- SELECTED PASSAGE:
* * *
Myanmar is a country that emphasizes its Buddhist heritage and traditional lifestyle as central to its tourism appeal. In Myanmar, being Buddhist is deeply intertwined with national identity, cultural heritage, and social life, from merit-making and temple rituals to guiding personal conduct and social norms. Buddhism in Myanmar dates back to the third century BCE when missionaries sent by the Indian Emperor Ashoka introduced Theravada Buddhism, which later became the dominant religious tradition (Aung-Thwin and Aung-Thwin, 2013). Over the centuries, Buddhism shaped the monarchy, social structure, and cultural practices, establishing a close relationship between the Sangha (monastic community) and political power. (Walton, 2016). The Buddhist politics of religious freedom also became a tool to protect race and religion (Frydenlund, 2018). Therefore, Myanmar’s tourism branding heavily leans on such Buddhist imagery to define its identity. The country has even been dubbed “The Golden Land” in tourism campaigns, a reference both to its fertile soil and unmistakably to its countless golden pagodas that dot the landscape (Jiang and Zhou, 2023).
As the video progresses, women in traditional attire, children dressed in customary clothes, and local religious figures draped in historic garb pervade the scenes. The depiction of a Philippine festive celebration from 5:34: During the more than 20-second clip, a local woman, seemingly the center of attention, dressed in intricate blue attire with a flamboyant headpiece first. Then local event participants are adorned in colorful, ornate costumes, with dancers wearing fiery red and orange costumes (see Figure 4). Many of these dances originated from rituals, royal ceremonies, or community celebrations, making them integral to the collective memory of local communities (Hughes-Freeland, 2022). Southeast Asian countries emphasize traditional dances to help reassert their cultural identity.

Screenshot from the tourism video in 2014 on local dancing.
However, although religious symbols and cultural traditions are intended to represent diversity and national identity, they might fall into the trope of unconscious backwardness (Echtner and Prasad, 2003). At 14:57, local religious figures with traditional clothes and places appear after a series of scenes on wild animals (see Figure 5). Such a combination can inadvertently perpetuate a view where these cultures, much like the animals, are seen as part of an undomesticated and untamed wilderness, rather than as complex societies with their own evolving histories and modernity.

Screenshot from the tourism video in 2014 on religious persons, buildings, and animals.
* * *
- INFORMATION PROVIDED:

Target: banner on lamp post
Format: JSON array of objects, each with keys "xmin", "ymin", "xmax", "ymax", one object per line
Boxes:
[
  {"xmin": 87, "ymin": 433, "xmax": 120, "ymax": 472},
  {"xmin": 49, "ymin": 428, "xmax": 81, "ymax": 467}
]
* * *
- EXERCISE SET:
1. For each statement about the tourism passage, answer yes or no and quote the words that decide it. (a) Missionaries sent by Emperor Ashoka brought Theravada Buddhism to Myanmar. (b) The clip of the Philippine festive celebration lasts less than 10 seconds. (c) At 14:57, the religious figures appear before a series of scenes on wild animals.
2. From the tourism passage, pull out word for word the part that opens with the words containing "Screenshot from the tourism video in 2014 on local" and closes with "buildings, and animals.".

- EXERCISE ANSWERS:
1.
(a) Yes: "missionaries sent by the Indian Emperor Ashoka introduced Theravada Buddhism"
(b) No: "During the more than 20-second clip"
(c) No: "appear after a series of scenes on wild animals"

2.
Screenshot from the tourism video in 2014 on local dancing.
However, although religious symbols and cultural traditions are intended to represent diversity and national identity, they might fall into the trope of unconscious backwardness (Echtner and Prasad, 2003). At 14:57, local religious figures with traditional clothes and places appear after a series of scenes on wild animals (see Figure 5). Such a combination can inadvertently perpetuate a view where these cultures, much like the animals, are seen as part of an undomesticated and untamed wilderness, rather than as complex societies with their own evolving histories and modernity.

Screenshot from the tourism video in 2014 on religious persons, buildings, and animals.